- Task: Retype every one of the entries below word for word, leaving out the pictures.

== Data for the task

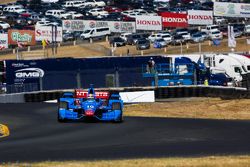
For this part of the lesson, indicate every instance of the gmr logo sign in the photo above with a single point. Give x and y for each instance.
(30, 73)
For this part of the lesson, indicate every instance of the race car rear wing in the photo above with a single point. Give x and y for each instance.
(79, 93)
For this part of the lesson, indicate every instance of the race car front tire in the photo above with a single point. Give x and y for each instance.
(59, 119)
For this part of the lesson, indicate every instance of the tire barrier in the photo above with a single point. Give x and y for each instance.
(42, 96)
(160, 92)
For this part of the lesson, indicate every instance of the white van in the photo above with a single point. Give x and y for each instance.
(247, 29)
(95, 32)
(58, 13)
(215, 34)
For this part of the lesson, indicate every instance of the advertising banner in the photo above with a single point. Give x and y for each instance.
(73, 25)
(48, 33)
(231, 37)
(138, 96)
(231, 9)
(174, 19)
(200, 17)
(82, 25)
(3, 41)
(148, 23)
(25, 37)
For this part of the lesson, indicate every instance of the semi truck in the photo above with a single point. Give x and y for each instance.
(183, 71)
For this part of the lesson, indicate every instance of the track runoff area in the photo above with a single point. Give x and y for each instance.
(37, 136)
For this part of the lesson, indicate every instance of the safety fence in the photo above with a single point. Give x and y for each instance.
(160, 92)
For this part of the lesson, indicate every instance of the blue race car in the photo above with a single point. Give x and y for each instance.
(82, 105)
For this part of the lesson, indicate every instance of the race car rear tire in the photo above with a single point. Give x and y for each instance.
(120, 120)
(116, 106)
(59, 119)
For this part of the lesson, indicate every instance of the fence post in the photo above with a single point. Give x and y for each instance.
(78, 78)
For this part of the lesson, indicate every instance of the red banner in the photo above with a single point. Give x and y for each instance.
(174, 19)
(79, 93)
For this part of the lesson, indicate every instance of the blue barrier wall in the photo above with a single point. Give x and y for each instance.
(67, 73)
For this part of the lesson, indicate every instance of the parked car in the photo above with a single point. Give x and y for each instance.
(117, 41)
(205, 35)
(215, 34)
(237, 33)
(196, 38)
(58, 13)
(4, 25)
(167, 38)
(160, 43)
(153, 37)
(185, 35)
(112, 9)
(68, 36)
(97, 12)
(177, 40)
(95, 32)
(125, 35)
(142, 44)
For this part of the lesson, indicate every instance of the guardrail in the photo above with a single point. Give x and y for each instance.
(160, 93)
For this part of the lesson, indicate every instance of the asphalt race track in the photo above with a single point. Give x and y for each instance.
(35, 135)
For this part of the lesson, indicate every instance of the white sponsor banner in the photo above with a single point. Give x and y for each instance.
(200, 17)
(148, 22)
(46, 33)
(82, 25)
(231, 9)
(3, 41)
(136, 97)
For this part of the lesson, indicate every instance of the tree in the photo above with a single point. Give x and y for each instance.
(34, 4)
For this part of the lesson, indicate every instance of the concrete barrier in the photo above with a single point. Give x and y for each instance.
(160, 93)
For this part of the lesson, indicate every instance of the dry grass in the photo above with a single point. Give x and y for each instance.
(65, 51)
(207, 108)
(90, 50)
(209, 161)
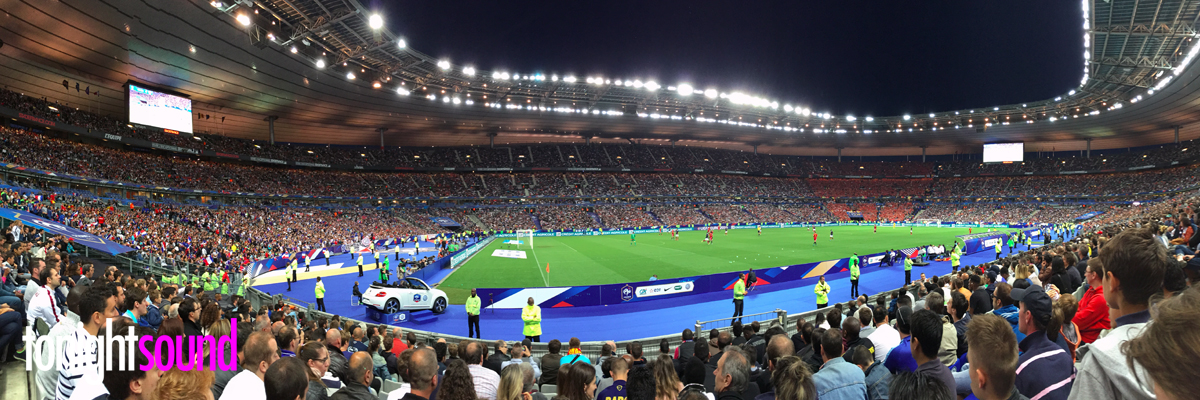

====

- Solution to the problem:
For this part of the lesson, indicate every instance of the gmr logo sign in the photo above with a single point. Give x and y for each instance.
(30, 73)
For this part of the lesson, indicate every instance of the race car rear wing in the photo above with a single point. Give x and y for each instance.
(79, 93)
For this part of the lesson, indicate every instance of the race car front tire in the photo above with a single point. Give x and y for each instance.
(59, 119)
For this part of the lesson, indicate every instance of the tire barrier in the photo above with a single point. Give x and y for each instance.
(42, 96)
(160, 92)
For this part of the lesson, indicate every instance of the white van in the photo above with a single point. Give x and y for each instance.
(247, 29)
(95, 32)
(58, 13)
(215, 34)
For this part of the lesson, indicate every instance of the advertising banner in the photo above with a single point. Give x and y for each instance.
(73, 25)
(48, 33)
(231, 37)
(138, 96)
(231, 9)
(174, 19)
(200, 17)
(82, 25)
(3, 41)
(148, 23)
(25, 37)
For this part of the lesson, indicate every instance of the semi truck in the photo above with a single point. Give x and y for each instance.
(183, 71)
For this part of the lesson, indicate every instance of the track runoff area in the photo above with a single point. Give x and y for each instance.
(37, 136)
For this part of the lesson, indicate every instance of the safety fence in the photo above with a single point. Give x and y for each instance.
(160, 92)
For this part of the lesson, indicate every instance of the blue race car in the photo above with a single point. Give x and y for each instance.
(82, 105)
For this part of the lesson, indicate every instance of the race car rear tire in the photo above with a single point. Give x and y for each instance.
(120, 120)
(116, 106)
(59, 119)
For this part of the lesson, indicate every instance of the fence post in the photo above with a single point. Give x and y for each instance.
(78, 78)
For this part of the lesson, indicate every instance of the red banner in the photo above with a single point. Give x and y for each instance.
(174, 19)
(79, 93)
For this part of the lesson, indicate every instance of the blue barrier wall in the photo above with a single point. Give x and y for each instance.
(67, 73)
For this part of the lesson, indicate every instance of the parked car in the photo above with a single point. Give x and y for each instance.
(117, 41)
(205, 35)
(215, 34)
(237, 33)
(196, 38)
(58, 13)
(4, 25)
(167, 38)
(160, 43)
(153, 37)
(185, 35)
(112, 9)
(68, 36)
(97, 12)
(177, 40)
(95, 32)
(125, 35)
(142, 44)
For this part of the lesson, indicate every instance of the guardrail in the photo above with a single point. Give x and y for each instance.
(160, 93)
For this part of the lesson, indicate every instance of the asphalt race track in the photo above with a single point. Give x and y for each instance.
(35, 135)
For this part of the lesson, indicate every instance of the white sponsor banner in the photo above with a single point. Give x and y for each instance.
(200, 17)
(148, 22)
(46, 33)
(82, 25)
(231, 9)
(3, 41)
(136, 97)
For this part of the lesson, indicate every instance of the tree in the photo above with a single point. Give x and y for each instance.
(34, 4)
For this part of the lesson, indicate every instance of the concrete barrier in the photo above with a single point. Give x and y for each instance.
(160, 93)
For this part of the lesson, indicate every instance of the dry grass in the photo above with a single point. Give x and y for each instance.
(65, 51)
(207, 108)
(90, 50)
(209, 161)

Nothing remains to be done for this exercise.